Would you transcribe all of the data exactly, down to the last character?

Rows from a dataset:
↓
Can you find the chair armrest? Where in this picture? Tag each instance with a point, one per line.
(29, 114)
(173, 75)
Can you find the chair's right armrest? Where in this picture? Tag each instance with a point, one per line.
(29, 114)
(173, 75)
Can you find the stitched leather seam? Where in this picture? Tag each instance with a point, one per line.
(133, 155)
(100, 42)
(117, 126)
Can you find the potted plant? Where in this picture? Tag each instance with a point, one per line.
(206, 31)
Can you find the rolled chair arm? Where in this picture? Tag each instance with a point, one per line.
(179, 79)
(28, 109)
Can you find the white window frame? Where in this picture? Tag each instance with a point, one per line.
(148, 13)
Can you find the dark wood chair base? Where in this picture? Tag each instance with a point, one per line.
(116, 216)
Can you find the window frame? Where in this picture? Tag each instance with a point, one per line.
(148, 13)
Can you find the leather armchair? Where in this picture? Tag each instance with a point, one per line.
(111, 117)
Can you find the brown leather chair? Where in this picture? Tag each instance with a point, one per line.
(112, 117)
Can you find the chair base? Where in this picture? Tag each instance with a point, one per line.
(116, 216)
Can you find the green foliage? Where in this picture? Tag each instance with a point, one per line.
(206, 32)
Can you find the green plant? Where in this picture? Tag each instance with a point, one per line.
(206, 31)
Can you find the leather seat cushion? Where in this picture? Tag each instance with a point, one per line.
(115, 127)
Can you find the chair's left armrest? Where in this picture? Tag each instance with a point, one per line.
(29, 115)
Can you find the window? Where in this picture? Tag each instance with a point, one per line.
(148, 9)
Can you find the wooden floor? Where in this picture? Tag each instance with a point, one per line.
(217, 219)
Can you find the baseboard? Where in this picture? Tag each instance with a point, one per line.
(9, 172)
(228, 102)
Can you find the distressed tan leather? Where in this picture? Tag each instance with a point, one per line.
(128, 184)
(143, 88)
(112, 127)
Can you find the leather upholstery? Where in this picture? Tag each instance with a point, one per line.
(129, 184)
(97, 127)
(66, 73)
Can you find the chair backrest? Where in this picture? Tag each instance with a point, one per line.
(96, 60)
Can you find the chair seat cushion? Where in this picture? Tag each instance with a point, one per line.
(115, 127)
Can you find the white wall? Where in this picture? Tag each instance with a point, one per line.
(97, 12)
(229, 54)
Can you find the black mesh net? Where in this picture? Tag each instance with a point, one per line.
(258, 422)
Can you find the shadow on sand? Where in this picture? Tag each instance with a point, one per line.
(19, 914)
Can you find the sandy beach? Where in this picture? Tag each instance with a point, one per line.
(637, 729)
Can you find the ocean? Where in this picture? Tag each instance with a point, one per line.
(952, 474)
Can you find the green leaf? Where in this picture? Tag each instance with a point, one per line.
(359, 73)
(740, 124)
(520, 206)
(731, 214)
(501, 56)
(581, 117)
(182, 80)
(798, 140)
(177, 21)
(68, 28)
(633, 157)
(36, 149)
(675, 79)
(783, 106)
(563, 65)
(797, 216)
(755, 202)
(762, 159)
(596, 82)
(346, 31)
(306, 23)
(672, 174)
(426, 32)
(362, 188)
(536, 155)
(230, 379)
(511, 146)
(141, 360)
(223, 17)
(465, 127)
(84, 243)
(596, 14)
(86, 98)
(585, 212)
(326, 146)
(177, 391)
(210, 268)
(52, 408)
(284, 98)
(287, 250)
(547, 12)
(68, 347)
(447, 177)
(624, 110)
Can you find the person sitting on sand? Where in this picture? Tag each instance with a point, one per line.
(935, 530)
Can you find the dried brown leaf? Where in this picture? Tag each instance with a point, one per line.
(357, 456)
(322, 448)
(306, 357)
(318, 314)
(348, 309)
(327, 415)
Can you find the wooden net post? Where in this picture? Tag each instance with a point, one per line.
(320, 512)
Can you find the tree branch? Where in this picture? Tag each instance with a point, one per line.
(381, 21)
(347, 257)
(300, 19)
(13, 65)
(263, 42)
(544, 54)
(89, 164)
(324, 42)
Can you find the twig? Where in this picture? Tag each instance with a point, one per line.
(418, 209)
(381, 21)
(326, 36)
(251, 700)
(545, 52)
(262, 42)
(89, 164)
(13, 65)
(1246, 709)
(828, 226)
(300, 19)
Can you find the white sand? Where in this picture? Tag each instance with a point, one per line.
↑
▶ **Output for this exercise**:
Can you find the chair armrest? Where in this picture? Tag each instance with a point, one per line.
(29, 114)
(173, 75)
Can you find the chair's right armrest? Where in this picture? Tag each instance with a point, one per line.
(29, 114)
(173, 75)
Can you find the stitched leather seam? Where in this picture? Tag each instance with a point, one per line.
(133, 155)
(100, 42)
(117, 126)
Can you find the potted plant? Where in this picture? Tag each instance with a point, one per line.
(206, 31)
Can you find the rolled chair arm? Where in this picture? Tag each instance with a point, one per line.
(179, 79)
(28, 109)
Can you find the white window frame? Where in this picture? Tag each instance with a point, one per line.
(148, 13)
Can you find the dark wood chair base? Where in this picture? Tag each instance with a point, one per line.
(116, 216)
Can you find the window frame? Where in this picture? Tag each instance with a point, one per line.
(148, 13)
Can you find the leather armchair? Where in this picture? Tag each instance with a point, one per line.
(111, 117)
Can you find the brown leather chair? Where in this picture? Tag each instance with a point, one per line.
(112, 117)
Can you find the chair base? Where in this picture? Tag each instance with a point, one per line.
(116, 216)
Can you find the green foliage? Where in this picture? Tag each instance with a point, one per line.
(206, 32)
Can you find the green plant? Where in this picture? Tag each instance with a point, one per line.
(206, 31)
Can you find the leather seat cushion? Where in this picture? Tag each instance with a point, one per line.
(115, 127)
Can you find the chair's left armrest? Where in this picture? Tag each instance with a point, one per line.
(29, 115)
Can you find the window? Where in this picture? Tag each instance with a point, one per line.
(148, 9)
Can you find the wooden floor? Where in this picture? Tag each instance with a point, one per line.
(217, 219)
Can you find the baseboard? Where in this picture? Tag each instance with a point, one per line.
(9, 172)
(228, 102)
Can you find the distressed tan leather? Where in this picture? Tag each instance with a point, one per line.
(128, 184)
(143, 88)
(112, 127)
Can you find the leather upholstery? Where in this picture? Tag each instance with a point, one per line.
(129, 184)
(97, 127)
(66, 73)
Can you find the chair backrest? Where in this picture? Tag each instance with a point, one per line.
(96, 60)
Can you find the chair seat cushion? Where in this picture? Tag each instance with a point, one per line.
(115, 127)
Can you find the white wall? Where in this picture? Tag each instance with a point, one per line.
(97, 12)
(229, 54)
Can you find the black mesh net? Where in this picture? Tag each instance with a point, one per line.
(258, 422)
Can you find the shadow on sand? Where in this picture? Tag each instance with a point, one per line.
(19, 914)
Can you find the sandy beach? Where in this picture? Tag each instance with a point, one per line.
(637, 729)
Can you find the ocean? Where in this picture? Tag each instance with a point, one per line.
(952, 474)
Can you find the green leaf? Where in this picture? Tag each instance with a point, one per line.
(359, 73)
(740, 124)
(520, 206)
(731, 214)
(501, 56)
(581, 117)
(182, 80)
(798, 140)
(177, 21)
(68, 28)
(633, 157)
(36, 149)
(675, 79)
(783, 106)
(563, 65)
(797, 216)
(755, 202)
(762, 159)
(596, 82)
(346, 31)
(306, 23)
(672, 174)
(426, 32)
(362, 188)
(536, 155)
(230, 379)
(511, 146)
(141, 360)
(223, 17)
(465, 127)
(84, 243)
(596, 14)
(86, 98)
(585, 212)
(326, 146)
(177, 391)
(210, 268)
(52, 408)
(284, 98)
(287, 250)
(547, 12)
(68, 347)
(447, 177)
(624, 110)
Can you find the person sitting on sand? Where in this picture? Tag each instance with a point, one per line.
(935, 530)
Can you find the dried brown leaf? Where in this picture? Tag each instance with a point, one per line.
(357, 456)
(322, 448)
(306, 357)
(318, 314)
(348, 309)
(327, 415)
Can you find the wooden net post? Where in this picture? Tag each instance with a point, one per line.
(320, 512)
Can you find the tree branch? Where in this picture? Tag each instance with a point, one per line.
(381, 21)
(347, 257)
(300, 19)
(13, 65)
(263, 42)
(544, 54)
(89, 164)
(324, 42)
Can you find the twig? Where in this picture? Tag each instance with a point, one per line.
(418, 209)
(381, 21)
(326, 36)
(251, 700)
(545, 52)
(262, 42)
(89, 164)
(13, 65)
(1246, 709)
(828, 226)
(300, 19)
Can you find the white sand? Where in this picture? Tag each instance with a point, one per line.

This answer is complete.